## AIM OF THE EXERCISE
Extend the article on making every lifting set count, picking up right after its final sentence.

## PASSAGE PROVIDED

|---|

MAKE EVERY SET COUNT
Have you ever felt like, “this can’t be right, I’m not completely obliterated, how the hell this will lead to muscle growth”.
The thing is, optimal stimulus comes when you go at least 2–4 reps shy of failure— we’ll define what failure means in just a second, because let’s say you did 10 repetitions in any given exercise, how can you be sure that you milked the most possible gains out of them? or that you’re gaining muscle at all?
It’s simple, you need to implement good LIFTING HYGIENE so you reach EFFECTIVE REPS EVERY SET, effective reps are those last reps in a given set that are challenging, those are the ones you need to seek out, otherwise you’re just wasting your time and introducing junk volume.
Here are a few coordinates for you to find those EFFECTIVE REPS:
FAILURE IN COMPOUND MOVEMENTS is technical failure, is when your technique/form goes to the shitters, not when you get stapled under the bar.
FAILURE IN ISOLATION MOVEMENTS is when the muscle simply stops moving due to the increased temperature of the muscle just shuts down contraction like in a concentration curl, and/or too there is too much acidity in the muscle generating an unbearable burn, like in a lateral raise.

|---|

## PROVIDED DATA
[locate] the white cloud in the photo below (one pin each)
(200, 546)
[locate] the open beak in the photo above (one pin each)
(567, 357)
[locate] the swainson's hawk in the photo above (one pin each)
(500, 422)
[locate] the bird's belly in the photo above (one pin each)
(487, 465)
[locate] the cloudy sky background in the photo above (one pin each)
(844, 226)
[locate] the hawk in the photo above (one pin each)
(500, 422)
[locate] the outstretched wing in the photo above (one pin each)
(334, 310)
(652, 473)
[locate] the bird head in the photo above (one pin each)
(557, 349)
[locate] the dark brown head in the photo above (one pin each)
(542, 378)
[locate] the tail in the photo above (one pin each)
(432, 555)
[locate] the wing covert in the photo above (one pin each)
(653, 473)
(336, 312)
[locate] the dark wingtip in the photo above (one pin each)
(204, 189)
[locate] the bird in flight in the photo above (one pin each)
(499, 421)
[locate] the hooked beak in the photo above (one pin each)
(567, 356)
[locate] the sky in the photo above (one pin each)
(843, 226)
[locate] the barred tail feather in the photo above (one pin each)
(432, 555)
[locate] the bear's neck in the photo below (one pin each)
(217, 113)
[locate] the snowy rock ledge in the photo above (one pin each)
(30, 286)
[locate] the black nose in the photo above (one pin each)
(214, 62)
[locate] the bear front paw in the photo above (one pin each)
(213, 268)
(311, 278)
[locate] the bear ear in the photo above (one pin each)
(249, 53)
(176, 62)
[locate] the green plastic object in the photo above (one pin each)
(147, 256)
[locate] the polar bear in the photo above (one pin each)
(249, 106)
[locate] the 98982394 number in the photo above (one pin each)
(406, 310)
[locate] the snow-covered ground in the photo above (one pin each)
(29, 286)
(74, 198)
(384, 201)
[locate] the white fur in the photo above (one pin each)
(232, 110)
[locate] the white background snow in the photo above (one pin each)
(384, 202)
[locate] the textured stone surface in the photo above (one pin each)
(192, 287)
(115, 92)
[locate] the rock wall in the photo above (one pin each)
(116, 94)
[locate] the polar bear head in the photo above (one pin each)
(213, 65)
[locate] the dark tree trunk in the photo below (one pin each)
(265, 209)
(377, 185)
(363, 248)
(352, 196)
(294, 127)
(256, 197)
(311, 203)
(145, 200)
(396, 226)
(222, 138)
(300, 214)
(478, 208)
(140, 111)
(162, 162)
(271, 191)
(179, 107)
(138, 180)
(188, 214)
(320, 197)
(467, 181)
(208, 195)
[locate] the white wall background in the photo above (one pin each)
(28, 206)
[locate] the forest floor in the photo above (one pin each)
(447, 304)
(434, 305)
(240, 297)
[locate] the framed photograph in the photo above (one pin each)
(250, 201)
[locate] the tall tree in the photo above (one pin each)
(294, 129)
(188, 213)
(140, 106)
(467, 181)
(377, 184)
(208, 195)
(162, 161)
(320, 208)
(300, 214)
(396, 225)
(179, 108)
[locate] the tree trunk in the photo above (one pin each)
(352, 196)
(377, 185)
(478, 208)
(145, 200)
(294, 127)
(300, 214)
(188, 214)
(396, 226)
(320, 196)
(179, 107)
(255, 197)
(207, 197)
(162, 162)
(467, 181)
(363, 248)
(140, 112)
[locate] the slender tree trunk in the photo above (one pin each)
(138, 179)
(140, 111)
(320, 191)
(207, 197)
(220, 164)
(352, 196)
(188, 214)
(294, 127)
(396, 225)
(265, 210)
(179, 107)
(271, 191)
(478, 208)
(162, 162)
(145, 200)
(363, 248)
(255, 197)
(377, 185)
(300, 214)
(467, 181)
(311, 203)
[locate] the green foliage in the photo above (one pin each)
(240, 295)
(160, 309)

|---|

## RESULT FOR THIS TASK
If you’re lifting heavy, anywhere from 3-10 rep range, your goal is that the reps get slower, you don’t need to go to failure, if you’re pushing yourself hard to complete the rep and the weight is moving slower, you’re doing it right, if all your reps look exactly the same and are all fast as fuck, put more weight on the bar and try to find the weight that makes your move slowly.
If you’re doing pump work, anything above 12 reps, your goal is to feel the muscle burning, if with 15 you didn’t feel the muscle burning keep going, go to 20, go to 30, the goal is the burn, Ideally, if you need more than 15 reps to feel the burn, then up the weights.
Don’t CHEAT YOURSELF, use a full range of motion, you’ll move less weight but the stimulus to hypertrophy will be significantly higher.
In the concentric phase of the lift, move as fast and as explosively as possible, the concentric phase is when your muscles are contracting e.g. when you’re extending your legs to get up from the bottom of a squat, when you’re pressing the weight away from your body in the bench press when you’re bending your elbow in the curl when you’re pulling your body towards the bar in the pull-up, every one of these scenarios, try to move the weight fast.
In the eccentric phase of the lift, emphasize control, and try to feel the tension in the target muscle, the eccentric phase is when your muscles are extending e.g. when you’re descending to the bottom of a squat when you’re descending the weight towards your body in the bench press when you’re extending your elbow in the curl when you’re going down in the pull-up, every one of these scenarios, try to move the weight with control, not exactly slow, but with control.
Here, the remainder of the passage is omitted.